* _Objective_: Reproduce the following data verbatim, leaving out the pictures.

* _Records to use_:
# # # #

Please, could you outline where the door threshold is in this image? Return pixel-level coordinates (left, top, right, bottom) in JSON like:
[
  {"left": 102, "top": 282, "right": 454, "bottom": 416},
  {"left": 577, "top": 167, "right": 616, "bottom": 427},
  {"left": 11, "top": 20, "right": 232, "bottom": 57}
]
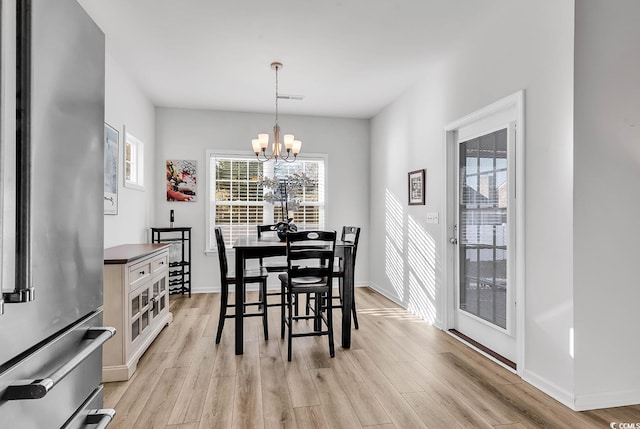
[{"left": 448, "top": 329, "right": 517, "bottom": 373}]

# # # #

* _Answer_:
Please, could you outline where the door threshold is in this image? Return pixel-level coordinates (left, top, right, bottom) in JSON like:
[
  {"left": 102, "top": 282, "right": 454, "bottom": 416},
  {"left": 577, "top": 167, "right": 616, "bottom": 427},
  {"left": 11, "top": 20, "right": 232, "bottom": 57}
]
[{"left": 448, "top": 329, "right": 517, "bottom": 373}]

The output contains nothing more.